### [Source text]
# Mahogany Jewelery Box



## bcfunburst (Jan 14, 2012)

This is a long term project I started as a Christmas gift for the wife's G/F. The mahogany is all recycled and came to me free for hauling it away. I did a quick search on Google for ideas and made some changes to make this one a bit special. As you will notice I used 3 different kinds of hinges, so the doors would not conflict with each other and hit the brass knobs for the side compartments when opened wide. So far it has all worked out very well and will be done well in advance of this Christmas to come. The drawer fronts are all 1/8" Rosewood Veneer. The hardware except for the front door scissor hinges, came from Lee Valley. The final finish will be my preferred Teak Oil. The drawers will be lined with craft felt; colour yet to be decided. I did use a drawer lock miter bit to make the joints fit tight and square on these small drawers (4"X 8" X 1 1/4" deep). The jewellery box measures 16" H by 14" W by 6.5" D. I made a divot (with my table mount router and a pin arm router attachment) on the underside of the lid for a small mirror. Final sanding done with 240 grit. The last photo is the sample I looked at for inspiration for this project. I am always open to suggestions and comments as well as questions. No one is too old to learn some new tricks.


----------



## Stick486 (Jan 4, 2013)

that is a work of art...


----------



## Herb Stoops (Aug 28, 2012)

OMG,Reg, what a nice job. That is twice as HD as the pictured one. full 3/4" wood throughout. A lot more work too with the necklace racks on the sides instead of inside the doors. And a lot more drawer space,and the top that lifts too with added tray space. Woman can never have enough space for their jewelry, and they like the mirror handy like that while they get all dolled up. Good job, she ought to be especially pleased.

### [Your goal]
List the usernames of everyone who posted in the jewelry box thread.

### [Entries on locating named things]
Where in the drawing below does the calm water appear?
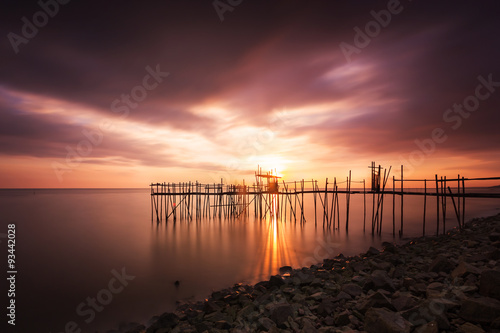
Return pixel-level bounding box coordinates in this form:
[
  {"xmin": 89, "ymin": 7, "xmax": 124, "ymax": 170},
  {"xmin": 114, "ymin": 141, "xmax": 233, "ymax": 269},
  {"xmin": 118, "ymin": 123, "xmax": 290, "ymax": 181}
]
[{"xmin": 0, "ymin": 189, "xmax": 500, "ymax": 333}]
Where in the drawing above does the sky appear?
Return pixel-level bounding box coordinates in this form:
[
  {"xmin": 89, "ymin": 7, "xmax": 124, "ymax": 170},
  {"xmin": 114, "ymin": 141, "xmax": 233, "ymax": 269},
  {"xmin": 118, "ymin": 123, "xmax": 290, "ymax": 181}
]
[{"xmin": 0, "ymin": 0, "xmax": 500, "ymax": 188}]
...
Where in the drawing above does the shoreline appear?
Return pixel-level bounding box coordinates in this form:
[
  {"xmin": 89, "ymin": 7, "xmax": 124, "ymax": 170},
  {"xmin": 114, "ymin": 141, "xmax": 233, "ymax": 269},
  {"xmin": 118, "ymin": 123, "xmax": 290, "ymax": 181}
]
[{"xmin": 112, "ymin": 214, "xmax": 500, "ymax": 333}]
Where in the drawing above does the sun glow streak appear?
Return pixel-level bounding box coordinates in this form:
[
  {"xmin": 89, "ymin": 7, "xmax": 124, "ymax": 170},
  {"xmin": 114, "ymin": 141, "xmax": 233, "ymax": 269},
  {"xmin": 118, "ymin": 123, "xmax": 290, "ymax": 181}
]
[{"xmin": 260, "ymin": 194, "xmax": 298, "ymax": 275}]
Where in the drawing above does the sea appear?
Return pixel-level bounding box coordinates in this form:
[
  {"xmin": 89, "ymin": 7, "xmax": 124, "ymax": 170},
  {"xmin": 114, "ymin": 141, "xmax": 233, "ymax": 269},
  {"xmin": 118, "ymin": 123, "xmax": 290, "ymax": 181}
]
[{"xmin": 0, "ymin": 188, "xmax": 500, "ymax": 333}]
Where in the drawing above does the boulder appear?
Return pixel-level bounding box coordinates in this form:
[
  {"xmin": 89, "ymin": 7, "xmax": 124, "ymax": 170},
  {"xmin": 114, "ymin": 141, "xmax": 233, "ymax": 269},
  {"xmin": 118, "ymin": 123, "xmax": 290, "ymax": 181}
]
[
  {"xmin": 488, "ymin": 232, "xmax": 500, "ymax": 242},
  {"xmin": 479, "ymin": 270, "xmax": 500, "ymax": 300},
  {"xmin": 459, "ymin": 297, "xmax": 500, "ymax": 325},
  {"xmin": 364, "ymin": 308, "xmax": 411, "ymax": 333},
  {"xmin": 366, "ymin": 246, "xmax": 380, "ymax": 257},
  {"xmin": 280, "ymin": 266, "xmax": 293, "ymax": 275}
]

### [Exercise result]
bcfunburst, Stick486, Herb Stoops